▶ **Stated exercise**:
Switch every "Spot" in the data below to "Locate" and change nothing else. Leave the pictures out of your answer.

▶ **Given records**:

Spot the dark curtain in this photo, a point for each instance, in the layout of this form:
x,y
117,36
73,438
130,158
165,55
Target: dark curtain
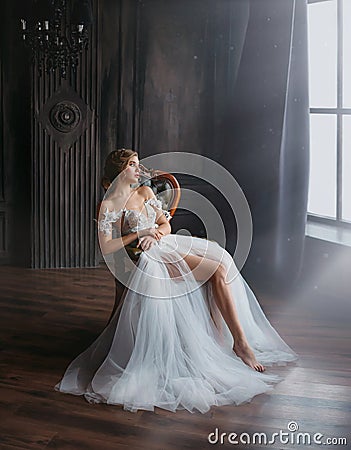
x,y
266,143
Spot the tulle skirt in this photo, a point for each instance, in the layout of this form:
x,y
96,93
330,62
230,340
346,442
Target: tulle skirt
x,y
168,346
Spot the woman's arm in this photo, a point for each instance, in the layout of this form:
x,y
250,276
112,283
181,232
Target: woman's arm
x,y
164,227
109,245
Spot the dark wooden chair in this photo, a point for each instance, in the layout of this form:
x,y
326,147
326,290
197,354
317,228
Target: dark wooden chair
x,y
167,189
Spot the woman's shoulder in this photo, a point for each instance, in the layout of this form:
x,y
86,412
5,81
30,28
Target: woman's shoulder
x,y
146,192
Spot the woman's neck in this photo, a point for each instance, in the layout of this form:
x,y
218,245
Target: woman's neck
x,y
123,189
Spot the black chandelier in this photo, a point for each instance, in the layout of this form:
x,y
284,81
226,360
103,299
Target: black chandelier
x,y
57,32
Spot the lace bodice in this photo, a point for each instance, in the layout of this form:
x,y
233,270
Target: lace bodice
x,y
133,220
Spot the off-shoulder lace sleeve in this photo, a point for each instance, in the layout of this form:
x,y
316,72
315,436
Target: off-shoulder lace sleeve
x,y
105,224
156,203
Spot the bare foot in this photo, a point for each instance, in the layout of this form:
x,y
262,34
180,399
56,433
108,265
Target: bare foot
x,y
244,352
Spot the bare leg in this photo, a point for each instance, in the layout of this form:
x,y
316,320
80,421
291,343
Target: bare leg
x,y
202,270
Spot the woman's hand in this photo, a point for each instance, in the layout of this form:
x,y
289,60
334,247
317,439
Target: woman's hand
x,y
146,242
153,232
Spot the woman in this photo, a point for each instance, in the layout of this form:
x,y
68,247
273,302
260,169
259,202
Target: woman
x,y
184,336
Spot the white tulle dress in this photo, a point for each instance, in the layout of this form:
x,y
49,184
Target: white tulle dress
x,y
168,346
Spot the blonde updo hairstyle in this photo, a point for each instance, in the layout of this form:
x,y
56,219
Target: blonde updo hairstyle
x,y
115,163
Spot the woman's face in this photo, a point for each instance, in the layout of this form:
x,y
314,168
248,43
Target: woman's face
x,y
132,170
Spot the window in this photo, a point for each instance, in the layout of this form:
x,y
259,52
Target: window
x,y
329,41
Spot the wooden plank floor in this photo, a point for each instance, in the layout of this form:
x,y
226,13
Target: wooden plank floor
x,y
49,316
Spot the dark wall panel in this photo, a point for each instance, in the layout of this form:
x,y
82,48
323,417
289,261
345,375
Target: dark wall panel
x,y
66,164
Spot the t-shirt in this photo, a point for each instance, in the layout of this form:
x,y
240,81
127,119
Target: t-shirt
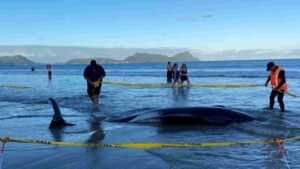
x,y
94,72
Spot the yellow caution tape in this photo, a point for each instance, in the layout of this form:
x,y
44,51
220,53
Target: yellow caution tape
x,y
149,145
16,87
157,85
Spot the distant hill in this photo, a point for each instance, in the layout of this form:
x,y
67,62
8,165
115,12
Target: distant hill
x,y
155,58
183,57
138,58
146,58
98,60
15,60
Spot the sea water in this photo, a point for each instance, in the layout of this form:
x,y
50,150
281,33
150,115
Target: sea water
x,y
26,114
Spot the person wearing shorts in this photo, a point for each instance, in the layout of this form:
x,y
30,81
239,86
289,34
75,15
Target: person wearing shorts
x,y
94,74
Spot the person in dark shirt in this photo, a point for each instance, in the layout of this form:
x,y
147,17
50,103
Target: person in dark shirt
x,y
176,74
278,84
183,76
94,75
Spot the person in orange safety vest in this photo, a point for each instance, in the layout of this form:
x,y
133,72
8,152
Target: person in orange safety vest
x,y
278,84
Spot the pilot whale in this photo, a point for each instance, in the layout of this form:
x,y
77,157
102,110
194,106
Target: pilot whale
x,y
57,119
189,115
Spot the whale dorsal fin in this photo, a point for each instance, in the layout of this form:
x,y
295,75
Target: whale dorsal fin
x,y
57,119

▶ **Result**:
Locate the dark curtain in this photo, a point for each instance, in the layout of this form:
x,y
117,36
73,438
130,158
165,55
Target: dark curtain
x,y
266,143
Locate the tulle skirt in this photo, a point for each instance, in the layout of this form:
x,y
96,93
330,62
230,340
346,442
Target: tulle skirt
x,y
168,346
Locate the woman's arm in this photo, a point for each instance, in the layout of this form:
x,y
250,276
112,283
181,232
Target: woman's arm
x,y
164,227
109,245
Locate the dark wooden chair in this photo, a point for each instance, in the layout of this form:
x,y
326,147
326,290
197,354
317,228
Target: dark wooden chair
x,y
167,189
Locate the woman's shoulder in this photo, a point for each instance, in the layout of this form:
x,y
86,412
5,81
30,28
Target: woman's shoulder
x,y
146,192
Locate the woman's neck in this photo, a point for each instance, in the layout of this form:
x,y
218,245
Target: woman's neck
x,y
123,189
Locate the black chandelier in this photo, a point for each instance, in the layout of this form:
x,y
284,81
226,360
103,299
Target: black chandelier
x,y
57,32
Locate the lace bodice in this photo, a point for each instance, in the layout of this form:
x,y
233,270
Target: lace bodice
x,y
133,220
Locate the off-shoulder lace sleeve in this photo, a point for each instance, in the layout of this form:
x,y
316,72
315,436
Target: off-shoulder lace sleeve
x,y
105,224
156,203
Locate the bare foot in this photo, a point for each instance, in the layout of this form:
x,y
262,34
180,399
56,433
108,265
Target: bare foot
x,y
244,352
Locate the bare leg in this photo, a point for each instance, in the layout of this form:
x,y
316,320
80,421
291,343
Target: bare leg
x,y
202,270
Locate the woman's hand in this photo, a point for each instance, in the layout of this form:
x,y
289,60
334,247
317,439
Target: woman's hand
x,y
146,242
153,232
Locate the woman in this photo, a point for each instance, in the layout of this form:
x,y
68,247
273,302
260,169
259,202
Target: woman
x,y
184,336
Locate the white tulle dress in this photo, a point for each instance, in the layout of this form:
x,y
49,184
Target: white tulle dress
x,y
168,346
Locate the blonde updo hairstyle in this photo, a point for each instance, in the layout of this form:
x,y
56,219
Target: blonde updo hairstyle
x,y
115,163
Locate the woman's face in this photo, a point for each instance, in the layout of this form:
x,y
314,168
248,43
Target: woman's face
x,y
132,170
Locate the window in this photo, a point for each instance, in the layout of this form:
x,y
259,52
Target: window
x,y
329,41
Locate the wooden plank floor in this photo, a point for each instance, in the layout of this form:
x,y
226,13
Target: wooden plank floor
x,y
49,316
Locate the dark wall panel in this photo, a point for each instance, in the layout of this form:
x,y
82,48
323,417
289,261
345,375
Target: dark wall panel
x,y
66,164
Locate the t-shirt in this photo, a point for each instance, in the layout of this form:
x,y
240,81
127,119
Target: t-shirt
x,y
94,72
Locate the yellow caution tape in this photo, a point for each instance, in the layout of this form:
x,y
44,51
220,53
Target: yellow caution tape
x,y
149,145
16,87
157,85
Locate the distant hill in this photo, a point for each instance, in the layout of this form:
x,y
67,62
8,165
115,12
Target: distant hill
x,y
155,58
183,57
138,58
146,58
98,60
15,60
Locate the sea water in this photo, a point for each instance, in the layout of this form:
x,y
50,150
281,33
150,115
Target: sea water
x,y
26,114
Locate the person wearing shorts in this photo, a point for each instance, in the layout of this form:
x,y
30,81
239,86
289,34
75,15
Target: person wearing shorts
x,y
94,74
Locate the person in dark shirt in this photo, a point for each instance, in the layout of this form:
x,y
147,17
50,103
Target: person in dark shirt
x,y
176,74
278,84
183,76
94,75
Locate the person in orange safety vest in this photo, a point for each instance, in the layout of this form:
x,y
133,72
8,152
Target: person in orange safety vest
x,y
278,84
Locate the pilot whale in this photo, a point for each instance, in the layout of this form:
x,y
77,157
102,110
194,106
Target: pilot whale
x,y
57,119
189,115
Locate the whale dorsal fin in this photo, a point for each instance, in the layout of this form:
x,y
295,75
Target: whale dorsal fin
x,y
57,119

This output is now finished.